▶ Given request:
Please rewrite the records from the line containing "task | indicate the shadow" up to and including the last line of the records, swapping "bench" for "seat" and leaving everything else unchanged. Give back only those lines.

▶ Source material:
◆ ◆ ◆

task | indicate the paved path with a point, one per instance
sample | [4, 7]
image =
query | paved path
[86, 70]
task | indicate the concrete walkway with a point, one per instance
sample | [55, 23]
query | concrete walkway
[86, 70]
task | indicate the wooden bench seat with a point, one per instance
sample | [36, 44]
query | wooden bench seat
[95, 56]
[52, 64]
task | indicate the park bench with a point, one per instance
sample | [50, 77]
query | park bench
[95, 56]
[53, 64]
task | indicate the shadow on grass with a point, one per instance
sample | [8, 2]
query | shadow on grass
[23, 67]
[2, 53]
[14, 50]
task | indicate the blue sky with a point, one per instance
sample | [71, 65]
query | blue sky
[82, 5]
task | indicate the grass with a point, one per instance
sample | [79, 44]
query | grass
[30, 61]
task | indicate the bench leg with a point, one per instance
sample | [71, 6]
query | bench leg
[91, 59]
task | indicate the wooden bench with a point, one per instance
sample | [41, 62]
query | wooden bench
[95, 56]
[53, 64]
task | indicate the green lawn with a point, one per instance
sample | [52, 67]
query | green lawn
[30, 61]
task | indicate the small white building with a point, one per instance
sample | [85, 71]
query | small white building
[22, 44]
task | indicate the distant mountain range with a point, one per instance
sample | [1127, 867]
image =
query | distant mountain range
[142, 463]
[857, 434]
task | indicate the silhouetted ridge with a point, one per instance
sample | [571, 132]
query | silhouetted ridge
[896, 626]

◆ ◆ ◆

▶ Result of the task:
task | indicate the shadow on grass with a point, one per instance
sample | [8, 2]
query | shadow on grass
[23, 67]
[2, 53]
[14, 50]
task | indicate the blue sky with a point, one per instance
sample | [71, 65]
query | blue sky
[82, 5]
task | indicate the grass with a point, one per instance
sample | [79, 44]
query | grass
[30, 61]
task | indicate the seat leg with a point, one per instance
sample | [71, 6]
query | seat leg
[91, 59]
task | indicate the wooden seat with a point, one per instance
sample | [41, 62]
query | wooden seat
[95, 56]
[53, 64]
task | indicate the green lawn with a point, one per instance
sample | [52, 67]
query | green lawn
[30, 61]
task | indicate the small white building with a point, one per instance
sample | [85, 71]
query | small white building
[22, 44]
task | indicate the distant mountain range with a point, one per instance
sample | [1127, 867]
image =
query | distant mountain range
[142, 463]
[857, 434]
task | indicate the silhouetted ridge with a point, one per instance
sample | [571, 132]
query | silhouetted ridge
[896, 626]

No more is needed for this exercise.